REQUIREMENT – Repeat all of the material below word for word, leaving out the pictures.

RAW DATA –
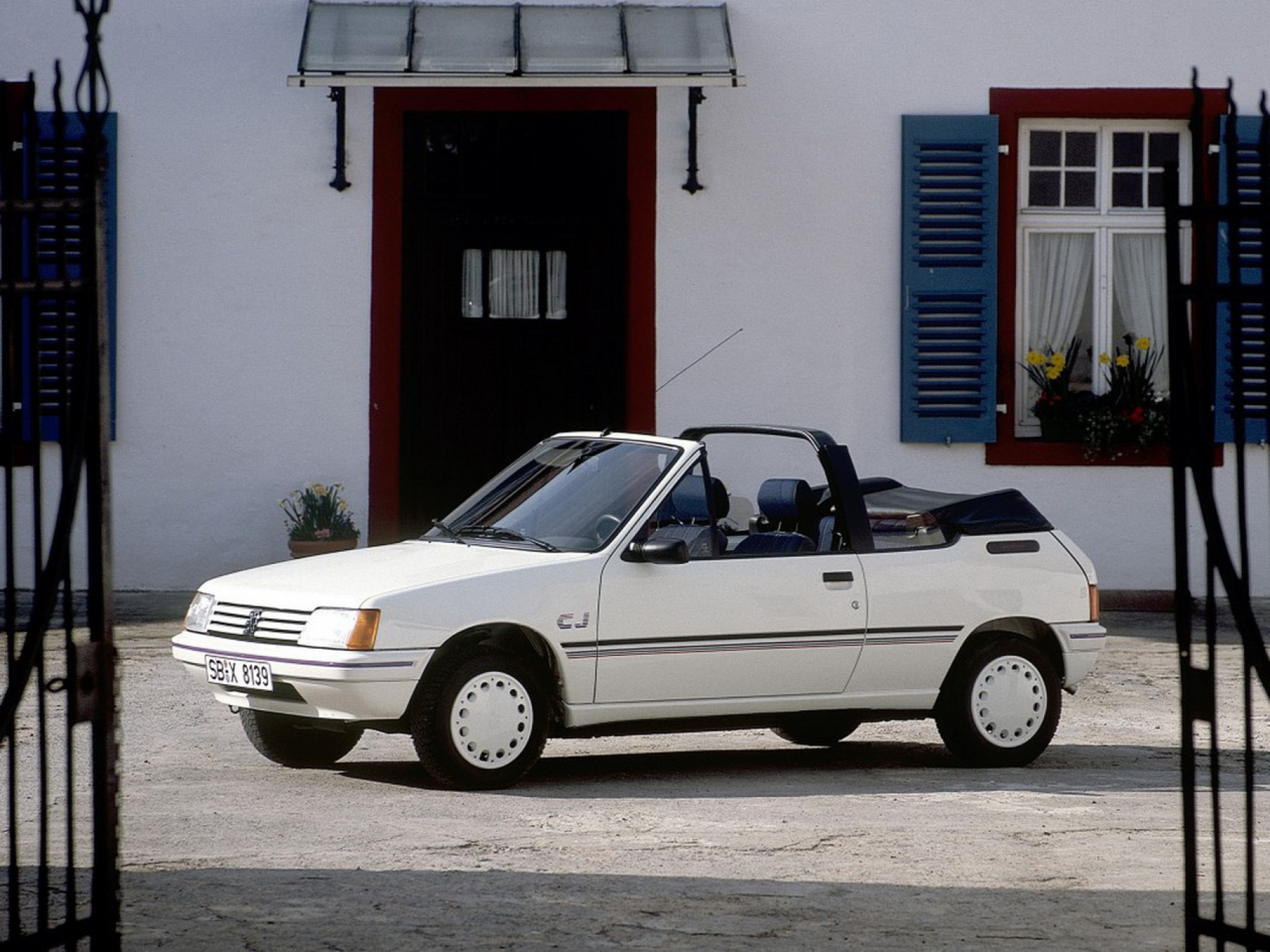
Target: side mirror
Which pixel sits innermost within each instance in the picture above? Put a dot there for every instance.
(658, 551)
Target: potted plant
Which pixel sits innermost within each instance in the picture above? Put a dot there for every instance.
(318, 520)
(1130, 415)
(1057, 408)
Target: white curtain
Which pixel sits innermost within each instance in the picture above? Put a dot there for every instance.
(474, 276)
(1060, 272)
(1139, 290)
(514, 283)
(557, 268)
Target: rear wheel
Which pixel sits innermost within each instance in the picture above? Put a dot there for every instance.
(817, 730)
(480, 720)
(296, 742)
(1001, 706)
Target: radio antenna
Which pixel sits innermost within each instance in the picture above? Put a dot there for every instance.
(698, 360)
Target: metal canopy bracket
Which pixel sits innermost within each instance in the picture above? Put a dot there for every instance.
(341, 182)
(695, 98)
(425, 44)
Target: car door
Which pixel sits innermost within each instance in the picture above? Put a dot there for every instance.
(730, 626)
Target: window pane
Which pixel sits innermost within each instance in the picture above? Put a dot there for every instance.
(1043, 190)
(1082, 149)
(1127, 190)
(1127, 150)
(1046, 147)
(1080, 190)
(1163, 147)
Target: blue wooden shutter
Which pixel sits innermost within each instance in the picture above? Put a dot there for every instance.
(60, 245)
(1254, 389)
(949, 374)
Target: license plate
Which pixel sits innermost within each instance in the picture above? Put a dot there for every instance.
(236, 673)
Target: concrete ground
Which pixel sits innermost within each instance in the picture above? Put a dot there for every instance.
(730, 841)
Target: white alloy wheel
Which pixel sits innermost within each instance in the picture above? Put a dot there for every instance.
(1009, 701)
(492, 720)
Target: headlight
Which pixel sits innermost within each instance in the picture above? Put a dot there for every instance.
(200, 614)
(342, 628)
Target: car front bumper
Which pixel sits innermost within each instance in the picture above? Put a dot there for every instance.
(311, 682)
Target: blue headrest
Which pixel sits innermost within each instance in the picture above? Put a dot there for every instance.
(785, 499)
(689, 499)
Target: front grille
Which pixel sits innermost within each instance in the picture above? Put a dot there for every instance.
(277, 625)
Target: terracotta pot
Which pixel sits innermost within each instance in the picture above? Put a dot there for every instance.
(303, 549)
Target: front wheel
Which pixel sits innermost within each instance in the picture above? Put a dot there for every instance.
(480, 720)
(295, 742)
(1001, 706)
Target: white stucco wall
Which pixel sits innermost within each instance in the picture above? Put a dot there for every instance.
(244, 281)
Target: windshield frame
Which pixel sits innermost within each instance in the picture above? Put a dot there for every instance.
(530, 489)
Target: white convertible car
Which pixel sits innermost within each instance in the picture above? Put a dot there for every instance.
(611, 583)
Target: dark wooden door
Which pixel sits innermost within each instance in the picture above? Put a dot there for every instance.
(514, 292)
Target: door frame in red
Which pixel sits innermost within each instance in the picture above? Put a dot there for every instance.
(385, 387)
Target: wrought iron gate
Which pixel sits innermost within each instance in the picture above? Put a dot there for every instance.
(1228, 292)
(57, 716)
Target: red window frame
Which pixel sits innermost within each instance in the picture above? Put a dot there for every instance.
(1010, 106)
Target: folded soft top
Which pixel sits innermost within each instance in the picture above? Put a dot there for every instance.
(990, 513)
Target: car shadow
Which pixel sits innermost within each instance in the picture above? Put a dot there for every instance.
(854, 767)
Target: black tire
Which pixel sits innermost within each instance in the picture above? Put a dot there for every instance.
(296, 742)
(1001, 704)
(821, 730)
(480, 720)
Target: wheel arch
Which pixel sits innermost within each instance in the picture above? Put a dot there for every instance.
(1034, 630)
(517, 640)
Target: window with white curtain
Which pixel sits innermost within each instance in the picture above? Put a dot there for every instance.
(1091, 244)
(503, 283)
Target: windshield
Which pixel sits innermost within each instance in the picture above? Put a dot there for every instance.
(567, 495)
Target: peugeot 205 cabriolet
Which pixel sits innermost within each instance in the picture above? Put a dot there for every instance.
(611, 583)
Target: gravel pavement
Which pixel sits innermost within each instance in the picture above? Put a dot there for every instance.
(730, 841)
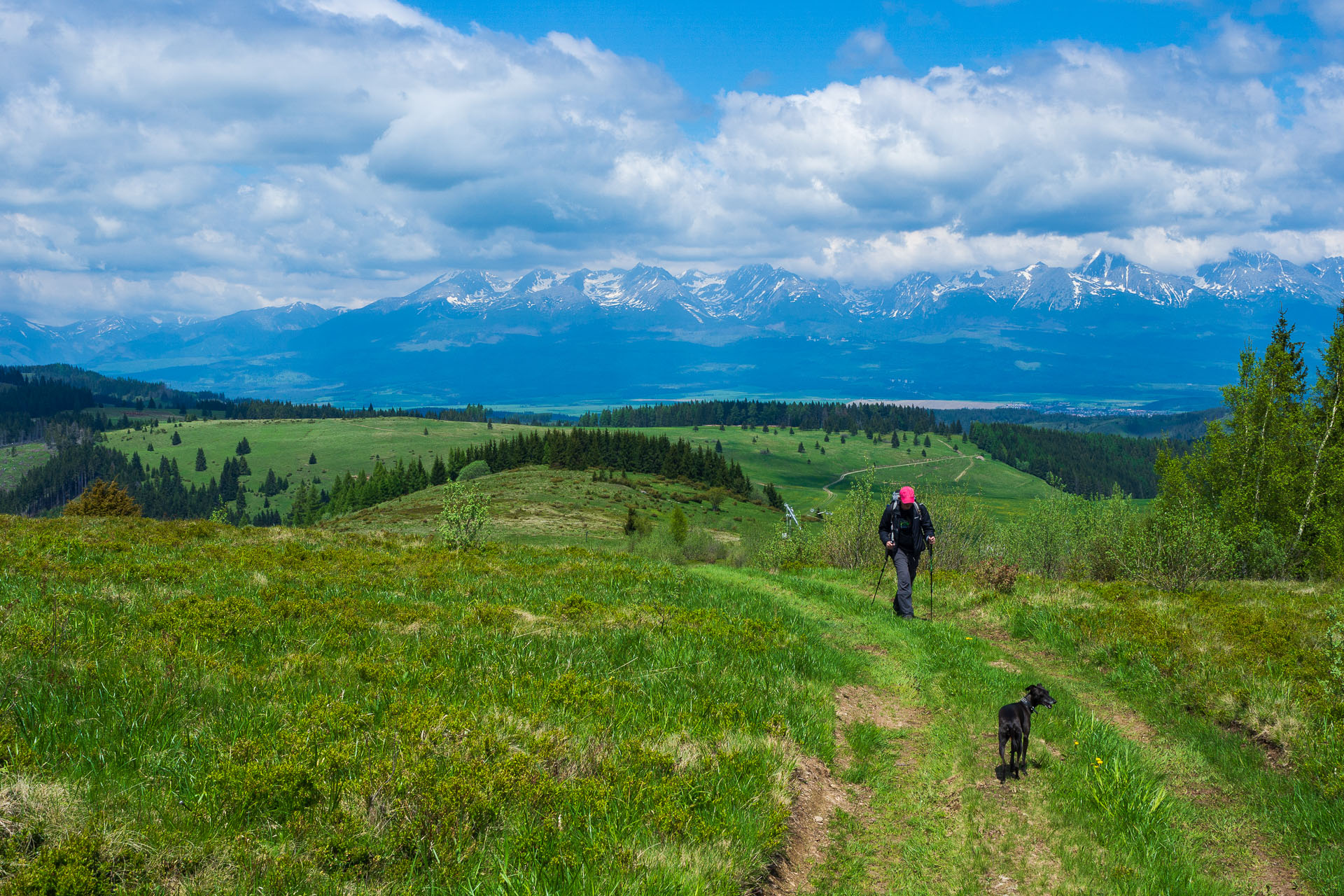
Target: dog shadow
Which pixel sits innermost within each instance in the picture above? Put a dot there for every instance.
(1003, 774)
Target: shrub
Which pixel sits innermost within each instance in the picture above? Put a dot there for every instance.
(967, 535)
(997, 577)
(104, 498)
(78, 867)
(790, 548)
(850, 536)
(1182, 543)
(702, 547)
(473, 470)
(678, 526)
(461, 523)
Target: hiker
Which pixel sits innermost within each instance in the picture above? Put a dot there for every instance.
(905, 530)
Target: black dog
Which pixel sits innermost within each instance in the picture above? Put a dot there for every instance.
(1015, 723)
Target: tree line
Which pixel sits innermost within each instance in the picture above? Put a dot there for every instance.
(159, 491)
(1268, 481)
(580, 449)
(1086, 464)
(831, 416)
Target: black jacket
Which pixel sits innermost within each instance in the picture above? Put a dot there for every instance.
(923, 526)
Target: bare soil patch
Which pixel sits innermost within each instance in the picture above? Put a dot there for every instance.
(855, 703)
(816, 796)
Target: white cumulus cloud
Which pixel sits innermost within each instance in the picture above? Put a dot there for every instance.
(209, 156)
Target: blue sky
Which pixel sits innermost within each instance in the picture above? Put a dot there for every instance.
(792, 48)
(211, 156)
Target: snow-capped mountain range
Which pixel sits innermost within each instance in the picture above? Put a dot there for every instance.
(648, 333)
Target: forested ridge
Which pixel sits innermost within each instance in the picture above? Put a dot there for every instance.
(159, 491)
(831, 416)
(1085, 464)
(580, 449)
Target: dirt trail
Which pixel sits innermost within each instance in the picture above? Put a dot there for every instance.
(1269, 871)
(818, 794)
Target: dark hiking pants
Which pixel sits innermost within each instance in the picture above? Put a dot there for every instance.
(906, 564)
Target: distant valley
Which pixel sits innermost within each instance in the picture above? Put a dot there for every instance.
(1105, 332)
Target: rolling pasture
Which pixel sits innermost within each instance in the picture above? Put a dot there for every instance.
(194, 708)
(354, 445)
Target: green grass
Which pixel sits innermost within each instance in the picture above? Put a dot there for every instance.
(269, 711)
(339, 445)
(543, 507)
(18, 460)
(195, 708)
(355, 445)
(803, 477)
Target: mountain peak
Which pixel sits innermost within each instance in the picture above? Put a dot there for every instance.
(1101, 264)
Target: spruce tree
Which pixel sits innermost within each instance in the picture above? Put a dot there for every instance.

THE ANSWER –
Target: side mirror
Which pixel sits innermost within each instance in the picture above? Put a dot there for every instance.
(658, 551)
Target: potted plant
Which pixel sits innermost within each instance in the picture above? Put a dot there for every instance.
(318, 520)
(1130, 415)
(1057, 408)
Target: white curtain
Which pixel sits innermost within each instance in the picture above? Put a dot there for every instance.
(474, 276)
(1060, 272)
(1139, 290)
(514, 283)
(557, 268)
Target: rear wheel
Which pixel sits innermost within each instance in the picture above? Put a dot there for every instance.
(817, 730)
(480, 720)
(296, 742)
(1001, 706)
Target: radio antenna
Which pixel sits innermost within each instance in the picture above? Put a dot there for every instance.
(698, 360)
Target: metal canopy bracket
Which pixel sits innermost within each instance in the picture above? Put a dot there for every instance.
(341, 182)
(695, 98)
(425, 44)
Target: car door
Which pixel sits innermost within each instance in the picture above? Put a dot there for every instance.
(730, 626)
Target: window pane
Which pixel sits innermost within each instance in the picture above? Put a dot there for every instance.
(1043, 190)
(1082, 149)
(1127, 190)
(1127, 150)
(1046, 147)
(1080, 190)
(1163, 147)
Target: blue wooden shutter
Which pixel sits innermost within each instance in the picture above? Put a dot there for every instance.
(60, 245)
(1254, 389)
(949, 374)
Target: license plate
Which pixel sits innermost within each instance in the picture above? Put a dot there for every instance.
(236, 673)
Target: concrete ground
Which pixel sits innermost within each instance in the picture above? Put a dot there for every instance.
(730, 841)
Target: white alloy wheel
Which pixel sits innermost within each instance in the picture above? Put a dot there for every instance.
(1009, 701)
(492, 720)
Target: headlight
Which pixel sits innermost within each instance in the picture above? Put a dot there for every instance.
(200, 614)
(342, 628)
Target: car front bumper
Which pixel sits innermost within each instance in the picture above? Put a dot there for every instance.
(311, 682)
Target: blue headrest
Which pixel sits innermost within each instance in the picture above? Put a dot there for every instance.
(785, 499)
(689, 499)
Target: front grille
Which pixel sits innermost within each instance in the picture above? Put a dot there for every instance.
(277, 625)
Target: terracotta pot
Which pixel sits innermost within each instance in the picture above? Put a dot there for every instance.
(303, 549)
Target: front wheel
Which pixel sits innermost within each instance in the picture above? Put a dot there for every instance.
(480, 720)
(295, 742)
(1001, 706)
Target: white stucco wall
Which pixel sits innermost within each instance in the picture above? Put a dot there for every instance.
(244, 281)
Target: windshield frame
Which pixel sits innermost within each instance in the picture above? Put a dot there for every instance.
(530, 489)
Target: white convertible car
Which pixel sits innermost within each instance in the picture above? Put a dot there for every instance.
(611, 583)
Target: dark wooden door
Which pixel sits innermost within each instance in the picture above? Put a dot there for every instance.
(514, 292)
Target: door frame in red
Which pixel sits innermost within each instance in the picture above? Put a dot there for every instance.
(385, 387)
Target: wrought iron gate
Which pixel sits innermost within each instance in the picture above? Put a dot there for every instance.
(1228, 292)
(57, 716)
Target: red window frame
Which pixel sits innermost within each instance in the picture above? Put a dot there for every instance.
(1010, 106)
Target: folded soft top
Which pixel sits innermost within each instance in the picture above? Put a dot there for every instance.
(990, 513)
Target: car shadow
Which pixel sits innermost within each instance in the picture above? Put a dot there for every instance.
(854, 767)
Target: black tire
Which pixel sits innermost within each instance in the picture above? Put a dot there for every instance.
(296, 742)
(1001, 704)
(821, 730)
(480, 720)
Target: wheel arch
Which pixel sits innermost within each instance in the picture above? Put a dot there for every instance.
(1034, 630)
(517, 640)
Target: window with white curtain
Which pixel sits innermost within each instance in the picture above? Put a dot there for every instance.
(1091, 244)
(503, 283)
Target: windshield
Which pixel sits innermost within each instance in the picture above? Put a dot there for every instance.
(567, 495)
Target: peugeot 205 cabriolet
Which pixel sits innermost within each instance in the picture above? Put a dot there for every instance.
(611, 583)
Target: gravel pavement
Which pixel sits innermost within each instance in the picture above? Put a dot there for every instance.
(730, 841)
Target: dog shadow
Which pixel sits innermost within each instance in the picture above? Put a dot there for every instance.
(1003, 774)
Target: shrub
Which pixel sits innermost within each instance in the picture above? Put a dot there for every instance.
(967, 535)
(997, 577)
(104, 498)
(78, 867)
(790, 548)
(850, 536)
(1182, 543)
(702, 547)
(473, 470)
(678, 526)
(461, 523)
Target: hiker
Which pixel sits innermost within each instance in the picture above? Put a dot there for every instance.
(905, 530)
Target: black dog
Which pixel sits innermost within each instance in the picture above? Put a dot there for every instance.
(1015, 723)
Target: tree line
Which pixel sits innermost within each instance in the picture above? Put a dot there for every instance.
(159, 491)
(1268, 481)
(580, 449)
(1086, 464)
(831, 416)
Target: black jacket
Which pixel sits innermost within each instance in the picture above? Put a dot there for every instance.
(923, 526)
Target: bare soil patch
Which pixel sits innermost within each instance in the picture above? Put a dot there for every instance.
(855, 703)
(816, 796)
Target: white cumulus cloud
Which pixel sits innermost within each instance in the picture above? Put a dot there for every instance.
(209, 156)
Target: blue sky
Which pixel sits innermost within each instance in the picture above? Put a dot there for every instance.
(792, 48)
(211, 156)
Target: snow-capped mountain range
Which pixel sits innermost within each instance in the picture above? Put a dot there for every instance.
(648, 333)
Target: forested ridge
Which pixel sits innermost within each instance in the picture above? Put a dot there for every instance.
(159, 491)
(831, 416)
(1085, 464)
(580, 449)
Target: dirt trail
Which pixel sits innermost within each instance in the picture above? Put a dot there for every instance.
(1269, 871)
(818, 794)
Target: dark hiking pants
Which pixel sits innermost within each instance in the picture above? Put a dot there for every instance.
(906, 564)
Target: distant valley
Which pixel sits innermost within each instance in the picture above? Put a dot there for every instance.
(1105, 332)
Target: rolling pasture
Which pixel sits innermost within each instance in the picture above? Put a dot there for every instance.
(194, 708)
(354, 445)
Target: green grass
Which pixel sits innermost within each instance in the picture above? Put a dot there for every instance.
(269, 711)
(339, 445)
(543, 507)
(18, 460)
(195, 708)
(355, 445)
(803, 477)
Target: mountain peak
Which pixel sits innermost within each instance in the picture above? Put a dot there for every instance.
(1101, 264)
Target: spruce tree
Which pixel sits innermost within each instance in the picture above? Put a dot there for every instance.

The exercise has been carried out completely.